● TASK GOAL: The listing below is to be duplicated exactly, with every picture omitted.

::::::::

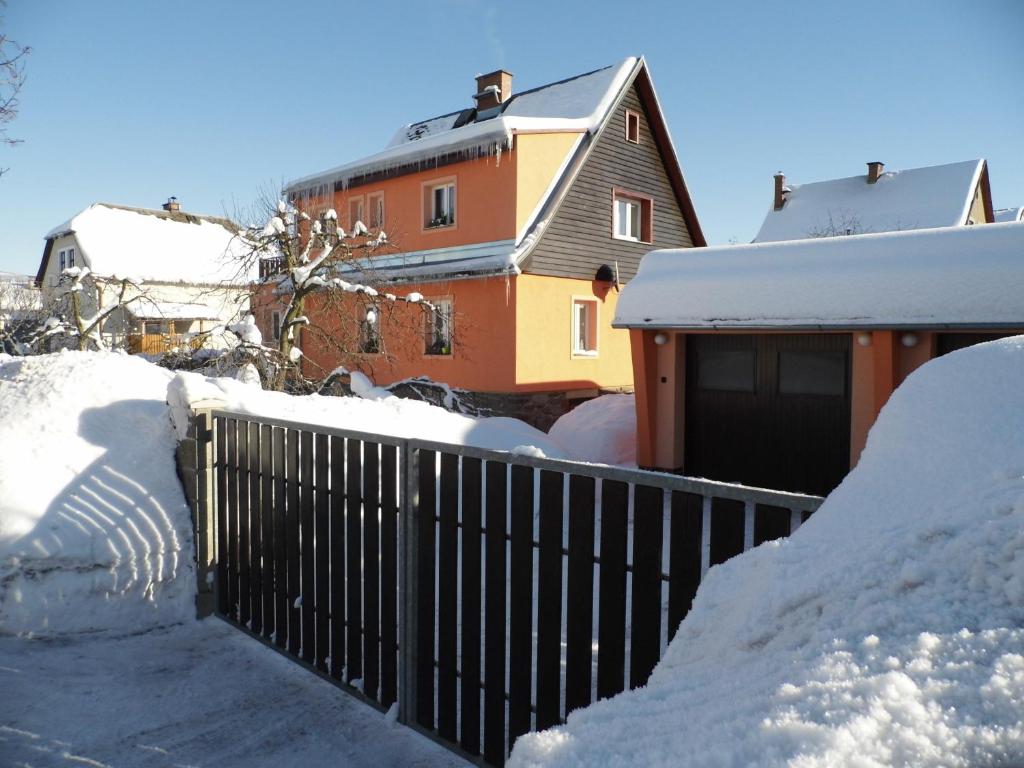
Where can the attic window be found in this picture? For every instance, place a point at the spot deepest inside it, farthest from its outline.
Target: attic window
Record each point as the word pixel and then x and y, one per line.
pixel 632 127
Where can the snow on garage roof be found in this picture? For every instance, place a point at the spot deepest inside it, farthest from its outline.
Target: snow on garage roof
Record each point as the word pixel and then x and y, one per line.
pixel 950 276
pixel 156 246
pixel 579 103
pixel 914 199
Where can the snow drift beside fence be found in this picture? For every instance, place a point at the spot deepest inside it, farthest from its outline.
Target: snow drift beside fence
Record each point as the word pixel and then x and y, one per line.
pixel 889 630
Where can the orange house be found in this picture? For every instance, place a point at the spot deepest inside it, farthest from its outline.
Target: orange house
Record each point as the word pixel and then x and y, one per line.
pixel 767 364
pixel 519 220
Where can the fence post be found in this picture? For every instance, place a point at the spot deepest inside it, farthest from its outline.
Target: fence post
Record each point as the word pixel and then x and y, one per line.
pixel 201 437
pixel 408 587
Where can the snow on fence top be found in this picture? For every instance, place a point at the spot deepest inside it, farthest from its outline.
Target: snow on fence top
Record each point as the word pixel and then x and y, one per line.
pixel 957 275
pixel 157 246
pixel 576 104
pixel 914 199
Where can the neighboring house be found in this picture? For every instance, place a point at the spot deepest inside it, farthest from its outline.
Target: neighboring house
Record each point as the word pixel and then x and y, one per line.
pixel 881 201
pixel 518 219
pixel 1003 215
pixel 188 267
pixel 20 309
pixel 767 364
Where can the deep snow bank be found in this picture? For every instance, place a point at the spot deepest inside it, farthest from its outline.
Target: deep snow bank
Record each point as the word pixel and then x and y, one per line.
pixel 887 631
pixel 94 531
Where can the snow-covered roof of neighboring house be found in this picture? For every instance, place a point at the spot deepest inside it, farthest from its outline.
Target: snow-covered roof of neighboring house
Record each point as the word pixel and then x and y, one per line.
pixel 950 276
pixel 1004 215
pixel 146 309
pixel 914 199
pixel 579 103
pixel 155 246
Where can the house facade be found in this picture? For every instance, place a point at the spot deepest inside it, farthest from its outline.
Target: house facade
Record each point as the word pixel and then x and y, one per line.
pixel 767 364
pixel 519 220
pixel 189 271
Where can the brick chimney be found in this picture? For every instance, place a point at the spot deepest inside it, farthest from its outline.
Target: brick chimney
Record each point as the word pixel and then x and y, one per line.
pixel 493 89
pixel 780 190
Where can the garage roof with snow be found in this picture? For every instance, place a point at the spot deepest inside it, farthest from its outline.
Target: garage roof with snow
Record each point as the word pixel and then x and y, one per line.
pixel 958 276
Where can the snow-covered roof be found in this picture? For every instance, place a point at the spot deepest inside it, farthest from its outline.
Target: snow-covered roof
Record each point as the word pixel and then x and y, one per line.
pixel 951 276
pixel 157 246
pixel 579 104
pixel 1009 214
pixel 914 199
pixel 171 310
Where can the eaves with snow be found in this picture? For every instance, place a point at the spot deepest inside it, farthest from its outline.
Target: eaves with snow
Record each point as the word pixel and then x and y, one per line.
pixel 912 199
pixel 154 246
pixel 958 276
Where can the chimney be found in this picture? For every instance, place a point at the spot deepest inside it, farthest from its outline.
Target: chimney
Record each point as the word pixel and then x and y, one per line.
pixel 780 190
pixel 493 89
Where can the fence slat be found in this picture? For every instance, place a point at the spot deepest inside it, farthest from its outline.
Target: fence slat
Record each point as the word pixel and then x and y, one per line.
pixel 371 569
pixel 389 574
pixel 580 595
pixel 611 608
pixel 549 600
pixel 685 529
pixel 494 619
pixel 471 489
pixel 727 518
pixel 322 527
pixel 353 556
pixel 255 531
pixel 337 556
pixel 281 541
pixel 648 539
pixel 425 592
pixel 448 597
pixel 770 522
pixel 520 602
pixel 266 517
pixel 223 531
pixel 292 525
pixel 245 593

::::::::

● TASK RESPONSE:
Where can the attic window be found in this picture? For every instance, place a point at the spot deepest inside it, farthest from its outline.
Target: attic window
Record each point as the word pixel and then x and y, one per line.
pixel 632 127
Where can the snow on garage roof be found in this picture? For every instance, place a point at the spot deepest inside it, farthest from its outline.
Target: snow on garage roof
Record each point as the word pixel and then x and y, one per line.
pixel 950 276
pixel 156 246
pixel 579 103
pixel 914 199
Where can the snow drift beside fence be found in this picture? For every instance, place a point at the spot deepest inside it, farthest from its outline.
Target: snow drift beside fence
Record each point as the word pixel and then x and y, one per line.
pixel 889 630
Where can the orange house be found in this picture? For every instance, place a point at the spot deepest inside it, farthest from its outline.
Target: orange house
Record each point as the word pixel and then x and y, one per line.
pixel 767 364
pixel 519 220
Where can the fence post be found in this picture? For every instance, place a point at the spot deepest inside it, farthest from its outline.
Target: fence post
Record each point as the word pixel and then x and y, one per line.
pixel 201 437
pixel 408 587
Where can the snow on fence top be found in this picture? For every instance, place a point at the spot deepest inside it, farthest from its outline.
Target: snow on fence top
Record each point as the word pixel and then x and y, one per line.
pixel 957 275
pixel 157 246
pixel 576 104
pixel 914 199
Where can the neighboring house be found in this picture? For every instance, place a point at the spot deepest inside it, farthest from its outline.
Target: neighboring house
Record each point as the word pixel and then x and y, one per line.
pixel 881 201
pixel 518 219
pixel 1003 215
pixel 188 267
pixel 20 309
pixel 767 364
Where can the deep snow bank be found in this picture? For every instance, place a point at the spot deepest inside it, farthest from its outline.
Target: deep snow bank
Record each point as the word pixel and then x and y, one per line.
pixel 887 631
pixel 94 531
Where can the snow-covered roof of neighboring house be found in this picture? For every instance, place a point at the spot deepest inside it, farthest from its outline.
Target: snow-covered roof of neighboring house
Record each point as the word pixel and then x and y, one per line.
pixel 950 276
pixel 1004 215
pixel 146 309
pixel 914 199
pixel 579 103
pixel 155 246
Where can the house facade be found in this picture? For every instance, place a point at the spot deepest inside it, farthest from its outline.
Target: house facade
Record each point as the word pixel and then x and y, one per line.
pixel 767 364
pixel 519 220
pixel 189 271
Where can the brick chimney be found in this picture? For every instance, place a point at the spot deepest inside it, farthest from its outline.
Target: brick chimney
Record each point as the word pixel and then x and y, one per line.
pixel 493 89
pixel 780 190
Where can the garage roof with snow be found in this picture? For every instance, place a point at the spot deepest inside it, farthest from its outline.
Target: garage roof with snow
Record each point as the word pixel and then x and y, one per line.
pixel 958 276
Where can the snow-covered roof be found in this picture? For every instance, place a point at the spot deepest inside it, farthest from its outline.
Target: snow-covered roof
Record each point as the word pixel and then x and y, one per line.
pixel 951 276
pixel 157 246
pixel 579 104
pixel 1009 214
pixel 914 199
pixel 171 310
Where can the eaves with snow be found in this picture? For every instance, place a point at the spot deepest inside it, farthest from its outline.
Target: eaves with snow
Record each point as the word pixel and then x and y, one per line.
pixel 912 199
pixel 154 246
pixel 958 276
Where can the chimney be found in this picture? For every instance, place a point at the spot deepest inside it, farthest from its outline.
Target: chimney
Record each point as the word pixel and then x and y, one per line.
pixel 780 190
pixel 493 89
Where can the fence slat be found in this picture? For every instance, place a point at the spot deepest inside it, farthest from its outline.
Target: fence slat
Record each point as the word pixel and then x and y, one per line.
pixel 371 569
pixel 389 574
pixel 580 595
pixel 611 608
pixel 549 600
pixel 685 529
pixel 494 619
pixel 471 489
pixel 727 518
pixel 322 527
pixel 353 556
pixel 255 531
pixel 337 556
pixel 281 541
pixel 648 539
pixel 425 592
pixel 448 597
pixel 770 522
pixel 520 602
pixel 266 517
pixel 223 531
pixel 292 525
pixel 245 593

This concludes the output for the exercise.